* _Trecho do documento_
◆ ◆ ◆ ◆ ◆

Esta Igreja é fruto de uma pregação
superficial, motivacional, que apresenta Cristo e o cristianismo como um mero
antídoto para o fracasso material, moral e emocional, um simples caminho para o
sucesso e a prosperidade. Isto não é cristianismo bíblico, é mera religiosidade
horizontal com o uso desobediente e descompromissado da palavra revelada por
Deus.
A BUSCA POR EVENTOS
SUPERNATURAIS FAZ A IGREJA TIRAR OS OLHOS DA SANTIFICAÇÃO
Outra tendência da Igreja dos últimos anos é
a de tentar medir a espiritualidade sem levar em conta a santidade, por aquilo
que chamo de supernaturalismo. Não chamo de sobrenatural porque ele independe
do natural, logo, o homem não tem nenhuma influência própria, ainda que eu
admita influência derivada e concessiva, naquilo que foge à sua esfera normal
de atuação, o mundo natural.
O supernaturalismo tem substituído o andar
com Deus, e há uma tal “ostentação
espiritual” que pode ser
verificada numa disputa para ver quem e onde tem maior capacidade de realização
de sinais extraordinários, usando tal parâmetro para salientar os pretensos
avanços espirituais da comunidade.
Para criar, manter e/ou aumentar tal
disposição promove-se encontros, seminários, cultos específicos e treinamentos
para a manifestação destes sinais e prodígios, grandemente valorizados, mas sem
levar em consideração de uma conduta pautada pela palavra, conforme requerida
por Deus para todo aquele que professa a fé cristã.
Não tenho visto nenhuma promoção de eventos
para a promoção do fruto do Espírito na vida cristã prática.

◆ ◆ ◆ ◆ ◆

* _Trecho dos dados_
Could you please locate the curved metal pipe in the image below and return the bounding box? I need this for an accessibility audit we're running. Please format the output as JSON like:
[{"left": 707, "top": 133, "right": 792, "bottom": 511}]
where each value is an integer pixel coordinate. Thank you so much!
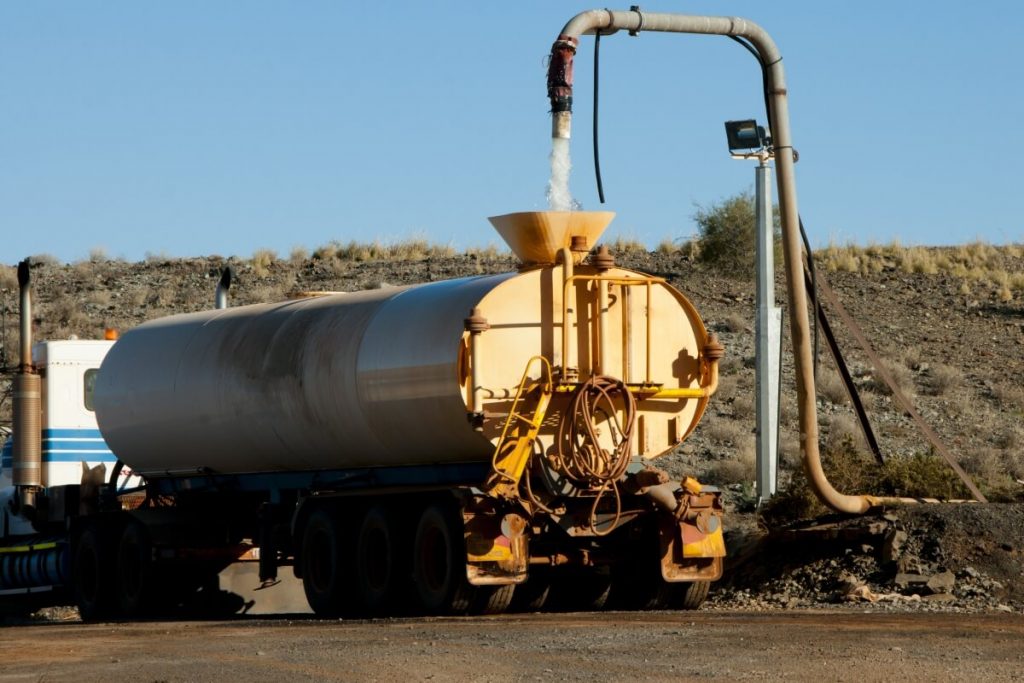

◆ ◆ ◆ ◆ ◆

* _Tarefas do exercício_
1) Segundo o trecho do documento, que tipo de evento não se tem visto ser promovido?
2) Com base no trecho do documento, explique por que o termo adotado é "supernaturalismo" e não "sobrenatural".
3) Prossiga o texto sobre a igreja e a santificação a partir do ponto em que ele termina.

* _Respostas_
1) Eventos para a promoção do fruto do Espírito na vida cristã prática.

2) O sobrenatural independe do natural, e por isso o homem não tem nenhuma influência própria sobre ele. Admite-se apenas uma influência derivada e concessiva naquilo que foge à esfera normal de atuação humana, que é o mundo natural.

3)
Por mais sensacional e poderoso que seja um
homem produzir feitos espirituais e sobrenaturais isto não tem apelo na Igreja
atual altamente contaminada pelo hedonismo, pela busca do prazer e do sucesso,
pelo supernaturalismo hedonista.
Esta expectativa era muito comum entre os
pagãos, como Naamã [II Rs 5.11] e foi o único método para provar que o Deus
de Israel era maior do que Baal diante de paganizados hebreus [I Rs 18.24].
Foi assim com Moisés para com os hebreus [Ex 3.13],
Isaías para o rei [Is 7.14], Jesus entre os religiosos [Mt 12.38-39] e o rei Herodes [Lc 23.8].
Lembre que Jesus diz claramente que a busca
por sinais e maravilhas é uma característica de uma geração má e adúltera, não
dos crentes. Mas o parlatório atual diz que quanto mais crente, maiores serão
os sinais, o que é uma deturpação da Palavra de Deus.
Onde houver eventos não explicáveis sempre
haverá um grande número de curiosos. Talvez isto produza adesões à igreja, mas
não produz vida santa, e é curioso que algumas das mais marcantes
transformações de vida produzidas em encontros com Jesus não tenha havido nada
de espetacular: a mulher samaritana, o publicano Zaqueu e a mulher surpreendida
em adultério.
Jesus evidencia a real transformação ocorrida
nestas vidas e a orientação para que vivam santamente [Jo 8.11], ao
qual a Palavra se refere mais de uma vez [Lv
20.7] e Paulo faz eco com muita clareza [At 26.20]
porque foi para isso que o povo de Deus foi criado [Ef 2.10].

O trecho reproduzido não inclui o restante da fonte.